Given passage section start
Showing posts with label Parkinson's disease treatment. Show all posts
Showing posts with label Parkinson's disease treatment. Show all posts

Monday, August 13, 2018

Worsened Parkinson's Disease with Low B 12

   Folks with early untreated Parkinson's disease with low vitamin B12 (less than 157 pmol/L) were found to have greater worsening of mobility and cognitive decline over time.
  Further, elevated homocysteine predicted greater cognitive decline.
Mov Disord. 2018 Mar 6

Saturday, September 2, 2017

Reduce Parkinson's Disease Risk: Truncal Vagotomy ?

  Researchers out of Sweden reviewed patients that underwent truncal vagotomy (a surgical procedure that functionally disconnects multiple abdominal organs by cutting the vagus nerve supply to them) and found a decreased risk of developing Parkinson's disease compared to controls. In fact there was a greater decreased risk in those that underwent selective vagotomy (which disconnects only the stomach).
  These findings offer further support for the Braak hypothesis that Parkinson's disease starts in the gut and spreads to the brain.
Neurology 2017Apr 26

Friday, September 1, 2017

Is Parkinson's Disease an Autoimmune Disease?

  Following up an earlier study, researchers at Columbia and La Jolla have discovered a population of T cells in the blood of patients with Parkinson's disease that recognize alpha-synuclein peptides providing evidence that PD may be,in part,an autoimmune disease, and autoimmune targeted treatment could potentially slow or stop the disease process.
Nature 2017;Epub 2017 Jun21
Nat Commun 2014;5:3633

Monday, December 28, 2015

Phenylbutyrate : A Promising Treatment for Parkinson's Disease

  University of Colorado School of Medicine researchers have found that phenylbutyrate stops the progression of PD in mice. The drug, previously approved for treatment of a rare metabolic disease in infants, has been found to increase alpha-synuclein in the bloodstream of both patients with early PD and age matched controls. Alpha-synuclein accumulates in excess in the brain's of patients with PD. Therefore, the finding of an increase in alpha-synuclein in the blood of phenylbutyrate treated patients with PD suggests that this protein that accumulates in excess in their brain's is being cleared by the drug. This new research follows the earlier study of Zhou as published in 2011.
http://bit.ly/NT-SfN-phenylbutyrate
J Biol Chem 2011;286:1491-1451

Monday, April 1, 2013

Immuno-therapy For Parkinson's Disease ?

   From the labs of the University of Pennsylvania comes an important supportive paper to the growing body of evidence that alpha-synuclein (AS) travels through the brain in a prion-like manner effecting anatomically connected regions, inducing Lewy body formation and causing the cell death of dopaminergic neurons.
   This study suggests that "templated recruitment and transmission" is the mechanism of disease. 
   The results also suggest that delivering antibodies to the brain of affected animals to bind to extracellular AS would be a way of interrupting the spreading process and theoretically halting the disease.
Given passage section end
Source information section start
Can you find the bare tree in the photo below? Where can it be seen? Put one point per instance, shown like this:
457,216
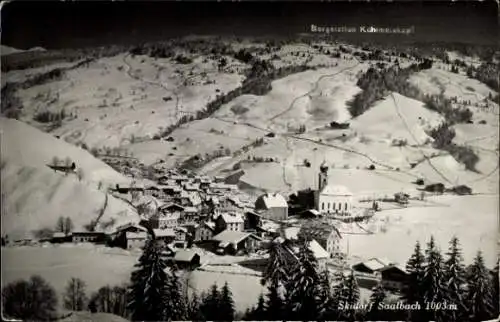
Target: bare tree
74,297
Source information section end
Source information section start
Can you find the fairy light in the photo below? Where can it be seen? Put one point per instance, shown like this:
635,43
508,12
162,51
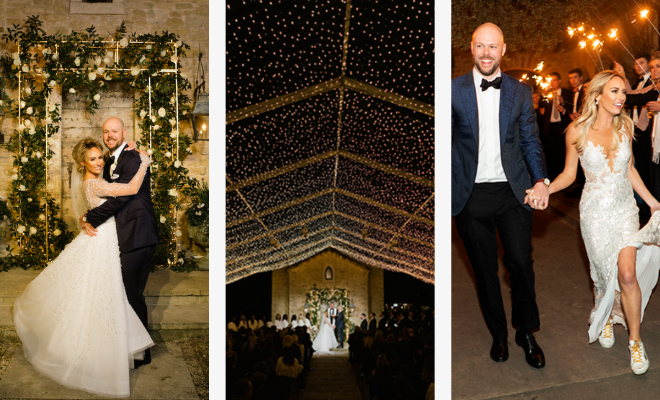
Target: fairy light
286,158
Source information section end
## [Task list]
(a) Using the Parkinson's disease posts, decide whether each statement below agrees with them. Give yes or no for each and quote the words that settle it. (i) The Swedish study found an even greater drop in risk after selective vagotomy. (ii) Phenylbutyrate was earlier approved for a rare metabolic disease in adults. (iii) The posts count vitamin B12 below 157 pmol/L as low.
(b) Translate this sentence from the Parkinson's disease posts into Spanish: "Further, elevated homocysteine predicted greater cognitive decline."

## [Solutions]
(a)
(i) Yes: "In fact there was a greater decreased risk in those that underwent selective vagotomy"
(ii) No: "previously approved for treatment of a rare metabolic disease in infants"
(iii) Yes: "low vitamin B12 (less than 157 pmol/L)"

(b) Además, la homocisteína elevada predijo un mayor deterioro cognitivo.